[Stored records]

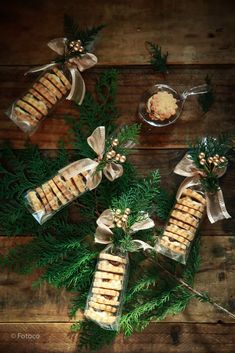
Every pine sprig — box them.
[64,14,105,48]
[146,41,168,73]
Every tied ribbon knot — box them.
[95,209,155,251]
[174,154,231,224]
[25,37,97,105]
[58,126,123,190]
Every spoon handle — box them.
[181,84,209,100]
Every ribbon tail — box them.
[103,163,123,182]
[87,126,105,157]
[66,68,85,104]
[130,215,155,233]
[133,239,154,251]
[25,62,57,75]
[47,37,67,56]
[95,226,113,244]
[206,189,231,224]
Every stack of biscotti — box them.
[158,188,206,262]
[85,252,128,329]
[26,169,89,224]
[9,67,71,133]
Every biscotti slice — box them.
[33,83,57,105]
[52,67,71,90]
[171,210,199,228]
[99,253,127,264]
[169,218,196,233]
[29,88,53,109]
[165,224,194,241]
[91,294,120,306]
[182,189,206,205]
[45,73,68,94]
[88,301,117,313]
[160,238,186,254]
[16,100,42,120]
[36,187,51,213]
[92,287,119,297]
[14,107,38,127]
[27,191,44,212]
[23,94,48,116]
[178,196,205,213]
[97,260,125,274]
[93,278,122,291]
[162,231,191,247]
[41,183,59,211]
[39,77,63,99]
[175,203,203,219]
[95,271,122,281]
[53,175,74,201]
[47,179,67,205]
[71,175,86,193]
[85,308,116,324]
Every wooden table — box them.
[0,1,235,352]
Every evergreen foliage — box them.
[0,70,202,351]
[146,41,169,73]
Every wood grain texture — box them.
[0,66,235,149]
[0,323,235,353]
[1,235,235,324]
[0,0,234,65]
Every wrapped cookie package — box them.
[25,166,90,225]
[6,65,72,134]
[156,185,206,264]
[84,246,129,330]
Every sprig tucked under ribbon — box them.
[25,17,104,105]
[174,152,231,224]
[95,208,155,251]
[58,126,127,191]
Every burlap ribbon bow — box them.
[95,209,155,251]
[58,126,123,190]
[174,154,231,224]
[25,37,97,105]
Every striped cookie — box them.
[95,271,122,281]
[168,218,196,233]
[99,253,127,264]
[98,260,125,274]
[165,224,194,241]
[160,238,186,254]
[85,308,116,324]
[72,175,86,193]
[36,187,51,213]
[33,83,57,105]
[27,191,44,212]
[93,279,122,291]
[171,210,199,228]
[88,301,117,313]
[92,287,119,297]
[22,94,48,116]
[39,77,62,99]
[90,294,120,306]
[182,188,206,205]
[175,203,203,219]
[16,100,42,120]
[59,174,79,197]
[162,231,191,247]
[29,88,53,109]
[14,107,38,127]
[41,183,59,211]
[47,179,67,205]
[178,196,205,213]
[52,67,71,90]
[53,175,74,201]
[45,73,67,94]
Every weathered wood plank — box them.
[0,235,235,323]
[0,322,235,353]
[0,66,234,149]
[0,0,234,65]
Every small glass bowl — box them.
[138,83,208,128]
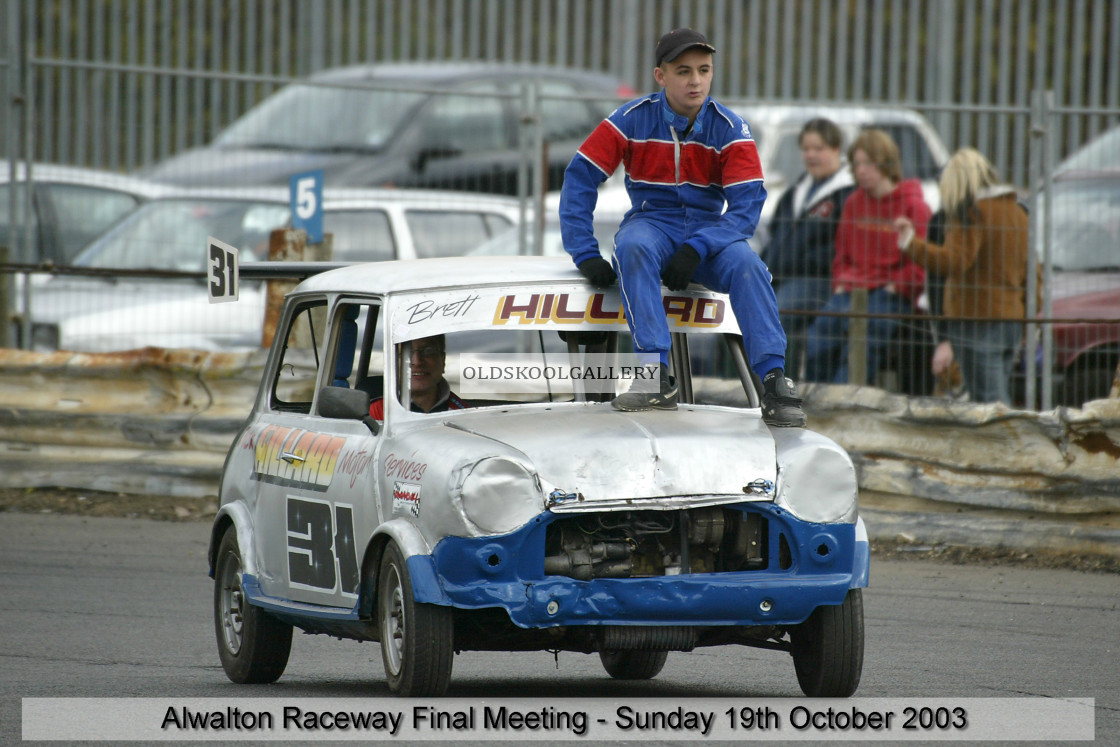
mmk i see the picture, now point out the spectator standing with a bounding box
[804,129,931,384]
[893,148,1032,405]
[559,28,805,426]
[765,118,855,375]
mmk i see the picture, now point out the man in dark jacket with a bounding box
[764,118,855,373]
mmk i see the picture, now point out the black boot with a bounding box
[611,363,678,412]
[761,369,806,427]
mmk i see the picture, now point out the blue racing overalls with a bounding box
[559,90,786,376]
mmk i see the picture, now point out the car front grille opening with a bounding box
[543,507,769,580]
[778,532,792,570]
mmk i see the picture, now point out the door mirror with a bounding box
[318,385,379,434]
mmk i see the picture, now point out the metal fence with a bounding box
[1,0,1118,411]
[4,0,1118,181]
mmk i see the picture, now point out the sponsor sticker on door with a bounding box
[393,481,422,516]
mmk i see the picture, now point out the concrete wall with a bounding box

__Assignment__.
Transcribe every record exactly and omit each image.

__Output of the task__.
Every pine sprig — box them.
[64,14,105,48]
[146,41,168,73]
Every tied ribbon knot — box them.
[95,209,155,251]
[174,154,231,224]
[25,37,97,105]
[58,126,123,190]
Every spoon handle — box them.
[181,84,209,100]
Every ribbon tail — box them.
[103,163,123,182]
[87,126,105,157]
[66,68,85,104]
[130,215,155,233]
[133,239,154,251]
[25,62,57,75]
[47,37,67,56]
[95,226,113,244]
[206,189,231,224]
Every stack of biscotti — box them.
[158,188,206,262]
[85,252,128,329]
[26,169,89,224]
[9,67,71,133]
Every biscotti slice — box them.
[33,83,57,105]
[52,67,71,90]
[171,210,199,228]
[99,253,127,264]
[169,218,196,233]
[29,88,53,109]
[165,224,194,241]
[91,294,120,306]
[182,189,206,205]
[45,73,68,94]
[88,301,117,313]
[160,238,186,254]
[16,100,42,120]
[36,187,51,213]
[92,287,119,297]
[14,107,38,127]
[27,191,44,212]
[23,94,48,116]
[178,196,205,213]
[97,260,125,274]
[93,278,122,291]
[162,231,191,247]
[41,183,59,211]
[39,77,63,99]
[175,203,203,219]
[95,271,122,281]
[53,175,74,201]
[47,179,67,205]
[71,175,86,193]
[85,308,116,324]
Every wooden table — box them.
[0,1,235,352]
Every evergreen foliage — box them.
[0,70,202,351]
[146,41,169,73]
Every wood grain texture — box them.
[0,66,235,149]
[0,323,235,353]
[1,235,235,324]
[0,0,234,65]
Every wrapped cookie package — box them.
[25,166,90,225]
[6,65,72,134]
[156,185,206,264]
[84,246,129,330]
Every sprig tucked under ribbon — box them.
[25,17,104,105]
[174,152,231,224]
[95,208,155,251]
[58,126,127,191]
Every burlap ribbon bow — box them.
[95,209,155,251]
[58,126,123,190]
[174,154,231,224]
[25,37,97,105]
Every striped cookie — box them.
[95,271,122,281]
[168,218,196,233]
[99,253,127,264]
[98,260,125,274]
[165,224,194,241]
[160,238,186,254]
[85,308,116,324]
[72,175,86,193]
[36,187,51,213]
[33,83,57,105]
[27,191,44,212]
[93,279,122,291]
[171,210,199,228]
[88,301,117,313]
[92,287,119,297]
[22,94,48,116]
[39,77,62,99]
[90,294,120,306]
[182,188,206,205]
[175,203,203,219]
[16,100,42,120]
[59,174,79,197]
[162,231,191,247]
[29,88,53,109]
[14,107,38,127]
[41,183,59,211]
[47,179,67,205]
[178,196,205,213]
[52,67,71,90]
[53,175,74,201]
[45,73,67,94]
Every weathered wood plank — box them.
[0,235,235,323]
[0,322,235,353]
[0,66,234,149]
[0,0,234,65]
Every small glass bowl — box them.
[138,83,208,128]
mmk i see the picture, now point out the spectator standing with a bounding box
[804,129,931,384]
[893,148,1032,405]
[559,28,805,426]
[765,118,855,375]
mmk i see the picture, now point out the man in dark jacket with a bounding box
[764,118,855,373]
mmk i see the picture, now point out the black boot with a bounding box
[611,363,678,412]
[761,369,806,427]
mmk i see the picture, now point out the blue racing overalls with a bounding box
[559,90,786,376]
mmk i see the picture, now point out the car front grille opening with a bounding box
[543,507,769,580]
[778,532,792,570]
mmk i see the picture, now point out the door mirror with a bounding box
[318,385,379,434]
mmk i see the picture, now point out the metal fence with a bounding box
[1,0,1118,411]
[4,0,1118,181]
mmk i see the picture, now point out the sponsor sticker on door with a bounding box
[393,481,422,516]
mmk i see the picture, now point out the concrete wall with a bounding box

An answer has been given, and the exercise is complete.